═══ Material provided ═══

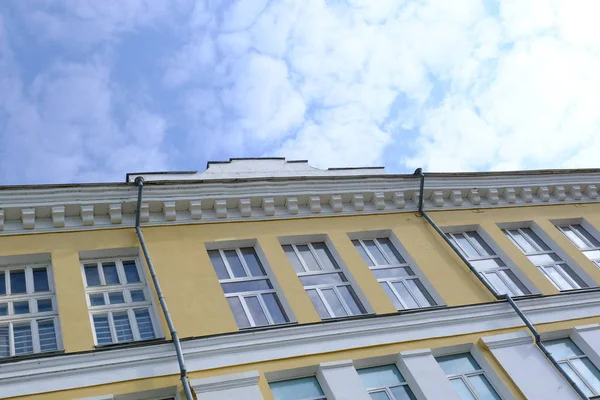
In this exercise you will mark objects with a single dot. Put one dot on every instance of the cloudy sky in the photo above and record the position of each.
(90, 90)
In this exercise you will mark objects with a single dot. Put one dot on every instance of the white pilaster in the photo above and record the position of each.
(228, 387)
(340, 381)
(527, 366)
(425, 376)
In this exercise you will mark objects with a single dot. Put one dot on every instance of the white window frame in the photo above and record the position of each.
(409, 263)
(237, 246)
(33, 317)
(129, 306)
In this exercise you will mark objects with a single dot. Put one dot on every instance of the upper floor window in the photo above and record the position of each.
(28, 312)
(248, 289)
(323, 280)
(488, 264)
(467, 377)
(581, 238)
(298, 389)
(385, 383)
(547, 261)
(393, 273)
(119, 301)
(575, 364)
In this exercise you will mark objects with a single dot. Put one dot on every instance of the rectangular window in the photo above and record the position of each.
(488, 264)
(575, 364)
(385, 383)
(548, 262)
(323, 280)
(584, 241)
(28, 313)
(248, 289)
(393, 273)
(298, 389)
(467, 377)
(119, 301)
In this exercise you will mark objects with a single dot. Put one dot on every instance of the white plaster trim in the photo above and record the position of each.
(224, 382)
(96, 368)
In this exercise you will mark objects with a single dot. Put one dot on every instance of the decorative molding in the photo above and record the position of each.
(47, 374)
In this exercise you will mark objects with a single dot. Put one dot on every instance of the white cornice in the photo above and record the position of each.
(56, 209)
(101, 367)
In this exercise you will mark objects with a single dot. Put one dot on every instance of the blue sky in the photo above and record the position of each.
(90, 90)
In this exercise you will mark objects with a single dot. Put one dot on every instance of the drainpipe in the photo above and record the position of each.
(507, 297)
(139, 181)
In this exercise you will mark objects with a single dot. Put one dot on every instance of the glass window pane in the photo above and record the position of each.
(275, 308)
(23, 339)
(238, 312)
(102, 329)
(322, 279)
(218, 264)
(297, 389)
(116, 298)
(40, 280)
(289, 251)
(47, 335)
(144, 323)
(334, 303)
(131, 272)
(122, 327)
(392, 296)
(390, 251)
(258, 315)
(383, 376)
(325, 256)
(398, 272)
(483, 388)
(308, 258)
(418, 291)
(44, 305)
(91, 275)
(351, 300)
(21, 307)
(480, 245)
(235, 264)
(377, 254)
(457, 364)
(405, 295)
(111, 277)
(247, 286)
(318, 303)
(362, 253)
(96, 299)
(252, 261)
(4, 343)
(137, 295)
(461, 388)
(562, 349)
(17, 281)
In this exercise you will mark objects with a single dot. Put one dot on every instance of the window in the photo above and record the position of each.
(547, 261)
(488, 264)
(298, 389)
(119, 301)
(575, 364)
(467, 377)
(248, 290)
(385, 383)
(394, 274)
(581, 238)
(28, 313)
(326, 285)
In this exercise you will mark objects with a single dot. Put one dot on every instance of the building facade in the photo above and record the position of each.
(286, 282)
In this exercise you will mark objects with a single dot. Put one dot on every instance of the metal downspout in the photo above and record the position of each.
(419, 172)
(139, 181)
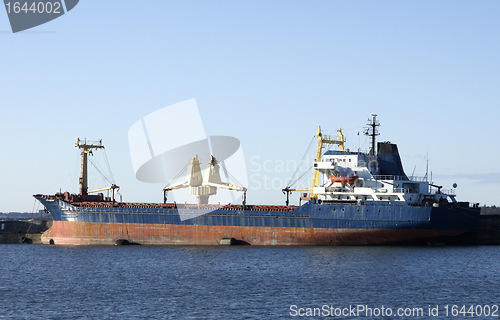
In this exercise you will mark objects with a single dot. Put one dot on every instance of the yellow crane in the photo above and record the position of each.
(323, 140)
(86, 147)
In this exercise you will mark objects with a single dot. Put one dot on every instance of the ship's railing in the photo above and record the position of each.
(418, 179)
(444, 191)
(402, 190)
(396, 177)
(389, 177)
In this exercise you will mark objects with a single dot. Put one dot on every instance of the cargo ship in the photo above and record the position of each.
(355, 198)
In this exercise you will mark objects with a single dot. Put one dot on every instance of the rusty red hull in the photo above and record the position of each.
(72, 233)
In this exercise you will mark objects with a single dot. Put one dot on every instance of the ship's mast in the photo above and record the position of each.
(86, 148)
(371, 131)
(324, 140)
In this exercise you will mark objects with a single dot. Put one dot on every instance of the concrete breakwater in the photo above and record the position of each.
(486, 232)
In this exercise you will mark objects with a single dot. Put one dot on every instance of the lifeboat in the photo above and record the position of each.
(350, 180)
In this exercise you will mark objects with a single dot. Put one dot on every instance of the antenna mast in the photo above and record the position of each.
(86, 150)
(372, 131)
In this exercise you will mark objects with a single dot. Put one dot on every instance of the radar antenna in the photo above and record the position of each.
(372, 131)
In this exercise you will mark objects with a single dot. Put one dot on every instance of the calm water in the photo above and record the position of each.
(134, 282)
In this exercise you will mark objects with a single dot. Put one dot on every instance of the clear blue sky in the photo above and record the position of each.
(266, 72)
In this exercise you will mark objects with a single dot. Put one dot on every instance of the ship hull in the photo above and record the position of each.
(310, 224)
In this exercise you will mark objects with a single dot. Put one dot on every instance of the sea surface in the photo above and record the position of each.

═══

### Given instruction
Would you mind returning each entry above word for word, skipping the images?

### The reply
In this exercise you will mark objects with a single dot. Put one dot on every instance of the cloudy sky in the photo above and record the position of each.
(90, 90)
In this exercise you will mark objects with a single dot. Put one dot on every instance of the white pilaster in the photo above and record the position of each.
(228, 387)
(340, 381)
(527, 366)
(425, 376)
In this exercise you will mark objects with a single dot. Put one dot on every instance of the white window frame in the photo above and record the position of each.
(409, 263)
(237, 246)
(33, 317)
(129, 306)
In this exercise you will mark objects with a single dot. Put one dot on every instance of the upper floor window in the photo above and record the position of each.
(28, 312)
(248, 289)
(323, 280)
(488, 264)
(467, 377)
(581, 238)
(298, 389)
(385, 383)
(547, 261)
(393, 273)
(119, 301)
(575, 364)
In this exercise you will mark objects with a single dot. Put one dot on every instance of the rectangular window in the photo above and record the position of each.
(488, 264)
(575, 364)
(385, 383)
(548, 262)
(323, 280)
(584, 241)
(28, 313)
(248, 289)
(393, 273)
(298, 389)
(467, 377)
(119, 301)
In this exercise you will mark objects with a single dot. Put one dot on every instance of the white plaster trim in the photo above and record the position of each.
(224, 382)
(96, 368)
In this exercise you will mark objects with a single dot. Put one dot on every instance of the decorative molding in the photo above and record the position of each.
(47, 374)
In this exercise you will mark objects with a single dot. Put one dot on every instance of the white cornice in the photo above and record the position of each.
(56, 209)
(101, 367)
In this exercise you will mark objects with a single dot. Put one dot on every instance of the blue sky in the photo above and record the position of each.
(90, 90)
In this exercise you will mark objects with a single dot. Put one dot on every instance of the drainpipe in the photo above and record the position of each.
(507, 297)
(139, 181)
In this exercise you will mark objects with a single dot. Put one dot on every instance of the glass window pane in the photo above and record the position of each.
(275, 308)
(23, 339)
(238, 312)
(102, 329)
(322, 279)
(218, 264)
(297, 389)
(116, 298)
(40, 280)
(289, 251)
(47, 335)
(144, 323)
(334, 303)
(131, 272)
(122, 327)
(392, 296)
(390, 251)
(258, 315)
(383, 376)
(325, 256)
(398, 272)
(483, 388)
(308, 258)
(418, 291)
(44, 305)
(91, 275)
(351, 300)
(21, 307)
(480, 245)
(235, 264)
(377, 254)
(457, 364)
(405, 295)
(111, 277)
(247, 286)
(318, 303)
(362, 253)
(96, 299)
(252, 261)
(4, 343)
(137, 295)
(461, 388)
(562, 349)
(17, 281)
In this exercise you will mark objects with a single dot. Put one dot on every instance of the window in the photo above and record the position of each.
(547, 261)
(488, 264)
(298, 389)
(119, 301)
(575, 364)
(467, 377)
(248, 290)
(385, 383)
(394, 274)
(581, 238)
(28, 313)
(326, 285)
In this exercise you will mark objects with a single dot. Put one dot on every instance of the building facade in the photo above and record the position of each.
(286, 282)
In this exercise you will mark objects with a single dot. Put one dot on every instance of the metal downspout in the photo above and record the position of each.
(419, 172)
(139, 181)
In this exercise you will mark objects with a single dot. Put one dot on every instance of the yellow crane in the photo above and record the position of each.
(323, 140)
(86, 147)
In this exercise you will mark objects with a single dot. Put one dot on every instance of the ship's railing in the photo above and record the position of each.
(418, 179)
(444, 191)
(402, 190)
(396, 177)
(389, 177)
In this exercise you will mark objects with a single dot. Put one dot on every instance of the cargo ship in the photo above and record the position of each.
(355, 198)
In this exercise you will mark objects with a single dot. Put one dot on every instance of the rusty red hull in the photo above and record the position of each.
(72, 233)
In this exercise you will mark objects with a single dot. Put one dot on every instance of the ship's mast in the photo above and record the position of each.
(86, 148)
(371, 131)
(324, 140)
In this exercise you will mark objects with a single dot. Put one dot on every instance of the concrete breakwater in the photo above and record the position of each.
(486, 232)
In this exercise you will mark objects with a single dot. Put one dot on every instance of the lifeboat in the photo above and record the position of each.
(350, 180)
In this exercise you will mark objects with a single dot. Put one dot on every instance of the antenna mast in the photo above and record the position of each.
(86, 150)
(372, 131)
In this exercise you will mark objects with a single dot. Put one dot on every instance of the radar antenna in the photo above and record the position of each.
(372, 131)
In this exercise you will mark objects with a single dot. Put one dot on every instance of the calm water in the photo above and record the position of each.
(134, 282)
In this exercise you will mark objects with a single dot. Put one dot on every instance of the clear blue sky in the photo above and record the position of each.
(266, 72)
In this exercise you will mark objects with a single dot. Put one dot on every instance of the ship hull in the photo above and record the position of each.
(310, 224)
In this exercise you will mark objects with a single dot. Put one dot on every instance of the sea surface in the photo above and record the position of each.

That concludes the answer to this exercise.